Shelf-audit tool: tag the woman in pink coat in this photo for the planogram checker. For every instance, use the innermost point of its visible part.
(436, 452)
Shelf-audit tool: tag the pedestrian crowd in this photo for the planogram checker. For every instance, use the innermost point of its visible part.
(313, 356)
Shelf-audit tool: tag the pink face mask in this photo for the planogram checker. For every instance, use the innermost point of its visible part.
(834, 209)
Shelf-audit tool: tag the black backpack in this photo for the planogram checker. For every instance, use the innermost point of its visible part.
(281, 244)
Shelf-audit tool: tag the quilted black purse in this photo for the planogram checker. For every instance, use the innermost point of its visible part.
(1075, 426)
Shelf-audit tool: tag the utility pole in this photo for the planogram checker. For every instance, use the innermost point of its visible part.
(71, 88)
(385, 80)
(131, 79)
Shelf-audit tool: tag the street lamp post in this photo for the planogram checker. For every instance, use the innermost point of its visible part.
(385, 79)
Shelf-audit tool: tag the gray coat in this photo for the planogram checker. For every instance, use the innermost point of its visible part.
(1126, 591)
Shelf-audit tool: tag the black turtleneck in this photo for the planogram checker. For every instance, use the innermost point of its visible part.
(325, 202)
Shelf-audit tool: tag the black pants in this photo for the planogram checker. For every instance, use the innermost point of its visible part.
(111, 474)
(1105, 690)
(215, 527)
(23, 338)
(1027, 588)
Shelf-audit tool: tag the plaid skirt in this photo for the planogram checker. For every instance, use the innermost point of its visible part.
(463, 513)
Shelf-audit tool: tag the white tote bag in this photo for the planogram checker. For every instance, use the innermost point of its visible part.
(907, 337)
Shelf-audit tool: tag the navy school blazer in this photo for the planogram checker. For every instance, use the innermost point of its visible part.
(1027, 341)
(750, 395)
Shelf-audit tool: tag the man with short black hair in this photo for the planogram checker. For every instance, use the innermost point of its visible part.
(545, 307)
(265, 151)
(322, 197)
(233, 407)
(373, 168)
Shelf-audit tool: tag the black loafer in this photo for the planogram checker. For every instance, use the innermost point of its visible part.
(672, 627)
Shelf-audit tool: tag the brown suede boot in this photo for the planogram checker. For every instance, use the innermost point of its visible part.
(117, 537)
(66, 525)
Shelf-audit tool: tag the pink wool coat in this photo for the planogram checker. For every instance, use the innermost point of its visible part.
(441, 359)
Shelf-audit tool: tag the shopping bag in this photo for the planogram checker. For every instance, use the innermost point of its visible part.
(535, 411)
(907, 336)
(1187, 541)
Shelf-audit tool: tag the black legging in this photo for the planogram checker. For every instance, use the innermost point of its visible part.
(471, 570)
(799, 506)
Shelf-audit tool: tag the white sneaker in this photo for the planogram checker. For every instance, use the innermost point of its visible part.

_ _ _ _ _ _ _

**TASK GOAL:** Print out every entry, keeping each one exact.

**SOLUTION FOR THIS EXERCISE:**
Shelf-audit tool: tag the woman in pink coat in this photo for the planogram checker. For every instance, use the innermost point of its visible part.
(436, 452)
Shelf-audit tool: tag the pedestrian crowd in this photo for the planogram checker. For every instance, use the innermost point of its visible part.
(313, 356)
Shelf-audit tool: tag the pink face mask in this photo for the planogram checker. For every instance, use the innermost point of its visible part.
(834, 209)
Shelf-audit tool: tag the black backpack in this photo for the planogram checker. For every instance, use the innermost point of its visible part.
(281, 244)
Shelf-audit tool: tag the quilted black purse in this photo for the planogram checker. For every instance, use the innermost point of its visible part.
(1075, 426)
Shelf-audit tool: tag the utility pole in this photo for the planogram checker. For every instance, use the innermost point of its visible part.
(71, 88)
(385, 80)
(131, 79)
Shelf-audit tool: tag the street lamp post in this photo for the planogram checker. For every instance, use the innermost point of its visible part.
(385, 79)
Shelf-audit tool: tag the gray coat in this photo for the planogram checker. For every instance, use the innermost point of its visible part.
(1126, 591)
Shelf-audit tool: tag the black turtleneck in this photo for the planogram checker. For every instance, use the innermost point of its visible part.
(325, 202)
Shelf-audit tool: tag the black pants in this photo for the planogram checker. For every instance, use the innermost point of its visible part.
(111, 474)
(1105, 690)
(215, 527)
(23, 338)
(1027, 588)
Shelf-audit tool: tag the plaid skirt in this photo for the planogram checker. For every instance, use the innermost point of its visible part.
(463, 513)
Shelf-audit tool: tag the white tote bag in this photo for the planogram checker. For every instance, use the innermost point of its visible part.
(907, 337)
Shelf-audit tool: tag the navy school blazer in this photo for the planogram checker. For every instance, use the innermost point of its visible part.
(1027, 341)
(750, 395)
Shelf-audit tool: tag the man with short black hair in this photo for the planogram checker. For every instance, use the innermost point of its visible part.
(545, 307)
(265, 151)
(322, 197)
(233, 407)
(373, 168)
Shelf-audit tool: tag the black loafer in this photo for the planogram checker. For every instance, use the innermost point of its visible part.
(672, 627)
Shelf-audit tool: tag the brown suede boot in this photo for the planogram checker. For every instance, use the innermost point of its visible part.
(117, 537)
(66, 525)
Shelf-audit tool: tag the pink wool coat in this photo for the planogram checker. For every instance, use the innermost point of its visible part.
(441, 359)
Shelf-audit tool: tag the shopping bag in this photo for the planogram checker. For every instance, use the innermost point of its visible part.
(535, 411)
(907, 336)
(1187, 541)
Shelf-audit tool: tag the black legging in this photo for the planogram checker. For every instance, use the innermost point of its visible part.
(471, 570)
(799, 506)
Shelf-audit tool: tag the white sneaker in this photo for the planogram checker. For every instance, use the innermost point of its visible part.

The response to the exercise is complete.